Tâche courte 1 — Recopiez à l'identique le passage de l'extrait sur les demandes du liquidateur devant le conseil de prud'hommes, en commençant à « Me [B], ès qualités » et en finissant à « outre aux dépens. ».

Extrait du texte —
****************

Me [B], ès qualités de mandataire liquidateur de la Sarl Le Creurer Conseil, a demandé au conseil de prud’hommes de :
Sur la demande de Mme [S] fondée sur les dispositions de l’article L 1224-1 du code du travail :
– A titre principal: dire et juger la demande de Mme [S] irrecevable et au besoin l’en débouter;
– A titre subsidiaire : constater l’absence de transfert d’entité économique autonome ou d’entente frauduleuse, dire Mme [S] mal fondée en sa demande et l’en débouter ;
– Dire et Mme [S] mal-fondée en ses autres demandes et l’en débouter ;
– Dire et juger fondée la demande formée au titre du caractère abusif de la procédure et condamner Mme [S] à verser une amende civile ;
– Condamner Mme [S] au paiement d’une somme de 1 500 euros en application de l’article 700 du code de procédure civile outre aux dépens.

****************

Données fournies —
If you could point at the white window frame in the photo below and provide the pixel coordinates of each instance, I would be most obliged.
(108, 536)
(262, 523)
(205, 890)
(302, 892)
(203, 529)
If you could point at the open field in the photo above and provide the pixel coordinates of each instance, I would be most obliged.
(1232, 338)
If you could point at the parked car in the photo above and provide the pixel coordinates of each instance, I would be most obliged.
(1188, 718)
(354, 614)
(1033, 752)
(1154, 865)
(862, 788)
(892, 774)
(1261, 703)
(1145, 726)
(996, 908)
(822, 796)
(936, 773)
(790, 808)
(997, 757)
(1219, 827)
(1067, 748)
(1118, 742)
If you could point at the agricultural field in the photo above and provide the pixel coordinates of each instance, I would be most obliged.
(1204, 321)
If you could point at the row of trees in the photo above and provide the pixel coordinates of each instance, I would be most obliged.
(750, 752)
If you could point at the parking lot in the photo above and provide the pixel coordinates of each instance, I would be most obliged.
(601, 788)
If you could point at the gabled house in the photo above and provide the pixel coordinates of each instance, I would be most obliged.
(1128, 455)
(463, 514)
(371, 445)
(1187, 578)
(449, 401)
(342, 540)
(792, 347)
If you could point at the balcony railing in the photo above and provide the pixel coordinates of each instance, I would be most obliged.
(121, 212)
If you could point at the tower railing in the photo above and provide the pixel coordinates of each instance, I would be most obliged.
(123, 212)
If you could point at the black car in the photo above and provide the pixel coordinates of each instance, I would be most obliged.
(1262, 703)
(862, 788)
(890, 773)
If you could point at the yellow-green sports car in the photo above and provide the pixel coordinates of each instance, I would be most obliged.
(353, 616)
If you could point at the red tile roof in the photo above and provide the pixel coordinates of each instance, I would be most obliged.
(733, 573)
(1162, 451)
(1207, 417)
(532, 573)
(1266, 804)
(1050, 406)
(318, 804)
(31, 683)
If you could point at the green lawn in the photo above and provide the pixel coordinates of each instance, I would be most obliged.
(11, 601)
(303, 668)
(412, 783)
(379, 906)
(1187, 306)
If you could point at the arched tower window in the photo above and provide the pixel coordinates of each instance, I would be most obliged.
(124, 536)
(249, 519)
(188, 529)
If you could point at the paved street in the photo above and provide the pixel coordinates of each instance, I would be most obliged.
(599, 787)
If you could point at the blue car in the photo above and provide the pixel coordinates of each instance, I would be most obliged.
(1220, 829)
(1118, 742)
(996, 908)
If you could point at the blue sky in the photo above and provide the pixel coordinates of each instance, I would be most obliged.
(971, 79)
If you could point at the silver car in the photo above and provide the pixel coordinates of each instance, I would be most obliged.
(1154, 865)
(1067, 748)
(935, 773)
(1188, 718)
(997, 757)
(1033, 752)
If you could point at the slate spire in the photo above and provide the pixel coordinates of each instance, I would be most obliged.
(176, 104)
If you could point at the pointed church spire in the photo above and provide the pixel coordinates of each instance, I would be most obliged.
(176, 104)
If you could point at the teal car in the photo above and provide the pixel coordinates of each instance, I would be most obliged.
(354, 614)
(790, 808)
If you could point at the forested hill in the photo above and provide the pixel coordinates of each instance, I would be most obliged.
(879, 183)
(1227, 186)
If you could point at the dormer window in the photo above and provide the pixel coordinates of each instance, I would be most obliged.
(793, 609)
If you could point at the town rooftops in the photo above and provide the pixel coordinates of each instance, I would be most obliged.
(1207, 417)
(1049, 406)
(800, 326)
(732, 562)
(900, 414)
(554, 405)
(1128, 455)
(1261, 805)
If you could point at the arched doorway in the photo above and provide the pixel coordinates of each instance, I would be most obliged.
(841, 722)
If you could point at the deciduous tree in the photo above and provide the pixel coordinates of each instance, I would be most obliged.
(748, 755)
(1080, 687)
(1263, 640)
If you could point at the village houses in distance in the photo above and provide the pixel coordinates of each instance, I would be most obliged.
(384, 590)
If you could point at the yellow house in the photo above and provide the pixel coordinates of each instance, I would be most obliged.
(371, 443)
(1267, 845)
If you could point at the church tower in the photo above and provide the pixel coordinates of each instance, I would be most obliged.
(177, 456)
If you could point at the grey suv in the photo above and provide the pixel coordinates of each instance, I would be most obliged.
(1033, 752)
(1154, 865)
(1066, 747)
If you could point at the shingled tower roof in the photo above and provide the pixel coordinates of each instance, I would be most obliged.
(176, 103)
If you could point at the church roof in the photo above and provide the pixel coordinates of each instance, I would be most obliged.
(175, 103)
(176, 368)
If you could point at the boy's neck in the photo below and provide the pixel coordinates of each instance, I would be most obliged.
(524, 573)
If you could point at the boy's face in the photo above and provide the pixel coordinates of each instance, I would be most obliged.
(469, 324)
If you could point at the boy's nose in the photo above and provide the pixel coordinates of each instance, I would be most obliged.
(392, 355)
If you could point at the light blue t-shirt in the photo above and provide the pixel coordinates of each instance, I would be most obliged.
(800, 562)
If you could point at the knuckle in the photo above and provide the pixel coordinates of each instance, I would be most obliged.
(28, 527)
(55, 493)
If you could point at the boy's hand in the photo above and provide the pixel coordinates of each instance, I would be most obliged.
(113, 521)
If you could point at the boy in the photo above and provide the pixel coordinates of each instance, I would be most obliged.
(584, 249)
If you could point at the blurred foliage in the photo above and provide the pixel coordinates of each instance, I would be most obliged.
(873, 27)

****************

Tâche courte 2 — Mettez à l'échelle les lignes des enregistrements en commençant par celle qui contient « If you could point at the open » et en finissant par celle qui contient « (1232, 338) », ces deux lignes incluses et consignes comprises. Multipliez par 2,2 chaque coordonnée des réponses et arrondissez à l'entier, les demis vers le haut, puis ne rendez que ces lignes.

Solution du problème 1 —
Me [B], ès qualités de mandataire liquidateur de la Sarl Le Creurer Conseil, a demandé au conseil de prud’hommes de :
Sur la demande de Mme [S] fondée sur les dispositions de l’article L 1224-1 du code du travail :
– A titre principal: dire et juger la demande de Mme [S] irrecevable et au besoin l’en débouter;
– A titre subsidiaire : constater l’absence de transfert d’entité économique autonome ou d’entente frauduleuse, dire Mme [S] mal fondée en sa demande et l’en débouter ;
– Dire et Mme [S] mal-fondée en ses autres demandes et l’en débouter ;
– Dire et juger fondée la demande formée au titre du caractère abusif de la procédure et condamner Mme [S] à verser une amende civile ;
– Condamner Mme [S] au paiement d’une somme de 1 500 euros en application de l’article 700 du code de procédure civile outre aux dépens.

Solution du problème 2 —
If you could point at the open field in the photo above and provide the pixel coordinates of each instance, I would be most obliged.
(2710, 744)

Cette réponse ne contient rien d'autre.